TASK DETAILS >>
Each of the entries below needs to be given again exactly.

[Referring expression data]
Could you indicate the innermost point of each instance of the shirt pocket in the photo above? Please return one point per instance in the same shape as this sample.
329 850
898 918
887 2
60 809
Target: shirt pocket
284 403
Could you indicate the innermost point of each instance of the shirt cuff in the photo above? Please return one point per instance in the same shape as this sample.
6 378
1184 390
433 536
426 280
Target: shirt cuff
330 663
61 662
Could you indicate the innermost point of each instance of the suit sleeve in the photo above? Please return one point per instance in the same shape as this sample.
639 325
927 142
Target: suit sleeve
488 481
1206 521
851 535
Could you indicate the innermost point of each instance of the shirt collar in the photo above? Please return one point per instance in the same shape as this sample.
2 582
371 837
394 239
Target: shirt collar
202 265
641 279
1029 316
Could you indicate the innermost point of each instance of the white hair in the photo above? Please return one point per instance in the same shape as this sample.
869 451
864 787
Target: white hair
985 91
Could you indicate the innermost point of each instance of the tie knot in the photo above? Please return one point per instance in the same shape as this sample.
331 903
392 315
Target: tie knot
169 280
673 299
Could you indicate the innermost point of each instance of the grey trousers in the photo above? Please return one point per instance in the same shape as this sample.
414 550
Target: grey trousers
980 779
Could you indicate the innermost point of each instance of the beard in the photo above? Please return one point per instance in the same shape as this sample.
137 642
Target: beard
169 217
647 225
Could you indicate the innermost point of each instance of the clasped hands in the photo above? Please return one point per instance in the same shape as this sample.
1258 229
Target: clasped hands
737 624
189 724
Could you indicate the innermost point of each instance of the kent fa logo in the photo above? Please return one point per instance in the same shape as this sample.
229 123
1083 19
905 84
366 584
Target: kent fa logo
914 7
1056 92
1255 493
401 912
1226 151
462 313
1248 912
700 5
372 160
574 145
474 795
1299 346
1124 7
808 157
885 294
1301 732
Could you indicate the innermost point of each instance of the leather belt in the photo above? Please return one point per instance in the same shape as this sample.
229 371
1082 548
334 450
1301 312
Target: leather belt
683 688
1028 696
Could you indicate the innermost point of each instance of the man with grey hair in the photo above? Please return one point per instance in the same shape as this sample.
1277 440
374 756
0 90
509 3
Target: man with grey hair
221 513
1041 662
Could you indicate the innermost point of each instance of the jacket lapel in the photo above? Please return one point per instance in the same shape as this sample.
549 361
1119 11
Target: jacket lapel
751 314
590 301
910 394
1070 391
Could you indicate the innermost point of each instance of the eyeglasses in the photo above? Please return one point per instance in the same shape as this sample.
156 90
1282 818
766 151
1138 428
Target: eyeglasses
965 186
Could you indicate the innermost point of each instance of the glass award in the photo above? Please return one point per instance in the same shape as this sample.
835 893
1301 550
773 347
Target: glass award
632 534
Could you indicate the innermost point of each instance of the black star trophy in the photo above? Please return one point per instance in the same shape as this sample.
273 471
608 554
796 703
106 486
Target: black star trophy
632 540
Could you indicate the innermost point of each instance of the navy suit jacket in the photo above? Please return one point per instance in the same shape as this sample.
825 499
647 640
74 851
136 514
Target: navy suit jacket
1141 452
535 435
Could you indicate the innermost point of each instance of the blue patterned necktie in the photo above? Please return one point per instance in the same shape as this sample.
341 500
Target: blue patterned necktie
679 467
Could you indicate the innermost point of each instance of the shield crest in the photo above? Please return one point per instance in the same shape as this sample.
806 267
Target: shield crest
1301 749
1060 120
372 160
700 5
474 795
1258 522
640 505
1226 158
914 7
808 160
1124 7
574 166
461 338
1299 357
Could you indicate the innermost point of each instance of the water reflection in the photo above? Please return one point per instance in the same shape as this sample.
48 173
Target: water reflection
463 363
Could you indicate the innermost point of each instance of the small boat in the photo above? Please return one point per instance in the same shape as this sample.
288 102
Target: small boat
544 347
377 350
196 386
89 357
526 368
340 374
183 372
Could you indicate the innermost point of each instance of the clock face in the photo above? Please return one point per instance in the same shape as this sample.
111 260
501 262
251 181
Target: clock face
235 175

SOLUTION TO THIS TASK >>
Could you indicate the innermost point of each instance of the shirt pocket in the photo above? Please return one point per instance in the same shape as this sample.
329 850
898 918
887 2
60 809
Target: shirt pocket
284 403
Could you indicate the innermost point of each instance of the shirt cuff in the photo above? Please return one point per instance in the same shape as this sample.
6 378
1184 390
433 536
426 280
Target: shirt cuff
330 663
61 662
Could you indicate the innermost point of each instance of the suit sleeve in the photo above? Please return one point per instance in the same shape as this sample.
639 325
927 142
Target: suit sleeve
488 481
1206 521
851 535
Could you indicate the innermost point of each instance of the shirt collar in the photo above? Please return one point per instance in the same shape as this sample.
2 582
371 837
394 239
Target: shirt collar
202 265
641 279
1029 316
Could you indicate the innermost point of each instance of the white hair in the photo above? Please return one point per instance in the same shape as this sample.
869 451
864 787
Target: white hair
985 91
Could you indicate the innermost point of each instance of the tie knot in the photo above? Please return one point per instance in the same shape as this sample.
331 903
392 315
Target: tie knot
169 280
673 299
Could you indicate the innermost point of each instance of the grey trousers in the photo above? Please return one point per instance in the same shape as this sample.
414 550
Target: grey trousers
980 779
Could you indicate the innermost point of each instance of the beard in the photo above? Please return one point per instance in the same shape as this sample.
137 642
Target: beard
169 217
647 225
Could you indicate the innermost point of each instance of the clasped hands in the photo above? Please return one point per instance in the same shape as this sample.
1258 229
Target: clasped hands
737 624
189 724
Could you indicate the innermost point of each instance of the kent fa logo in the photo above? Please return one point per instance in the same shape as this sample.
229 123
1083 19
905 84
366 584
Target: kent fa logo
914 7
1056 92
1255 493
401 912
1226 151
462 313
1248 912
700 5
372 160
574 145
474 795
1299 346
1124 7
808 157
885 294
1301 732
Could you indicate the innermost point of each instance of the leather belt in the photo above? Please return one point per instance in the same shape as this sample.
229 371
1082 548
334 450
1301 312
Target: leather belt
683 688
1028 696
Could you indicate the innermost point of each instance of the man with grey hair in the photo above? Please return one point per instance in the same shape as this sample.
1277 440
374 756
0 90
509 3
Target: man with grey hair
221 513
1041 662
Could you indicate the innermost point of each instance of the jacket lapel in the photo above? Please return one point per instance in the same shape as this sample.
549 361
1119 11
Target: jacket lapel
751 314
590 301
910 394
1070 391
Could you indicate the innermost point of each instance of the eyeglasses in the photo above? Please return one point per instance in the same shape as this sample.
156 90
1282 818
766 151
1138 428
Target: eyeglasses
965 186
Could you indicate the innermost point of each instance of the glass award in the photo above? Please return one point per instance in the same shape as this sample.
835 893
1301 550
773 347
Target: glass award
632 534
Could you indicate the innermost point of each instance of the black star trophy in the photo above? Please return one point per instance in the same shape as this sample.
273 471
608 554
796 703
106 486
Target: black star trophy
632 540
Could you indicate the innermost point of each instance of the navy suit jacket in the photo above? Please return one point per instance in the same shape as this sample.
825 499
647 640
74 851
136 514
Target: navy suit jacket
1141 452
535 435
Could you indicate the innermost point of each instance of the blue patterned necktie in the photo above? Please return one point per instance in the same shape as this sample.
341 500
Target: blue patterned necktie
679 467
Could you indicate the innermost point of each instance of the shield crest in the photo above? Please return one point per instance in the same shape as this sample.
806 267
Target: shield crest
1301 749
1060 120
372 160
700 5
474 795
1258 522
640 505
1226 158
914 7
808 160
1124 7
574 166
461 338
1299 357
Could you indicate the innermost point of each instance of the water reflection in the photo above? Please return one point per instance in the same shape as this sample.
48 173
Target: water reflection
463 363
Could you indicate the innermost point of each instance of the small boat in the photo above? Please return one point per instance in the same shape as this sample.
288 102
Target: small boat
544 347
377 350
196 386
89 357
526 368
340 374
183 372
Could you indicate the innermost point of each instance of the clock face in the photo above? Please return one point per instance in the same shape as this sample.
111 260
501 262
251 181
Target: clock face
235 175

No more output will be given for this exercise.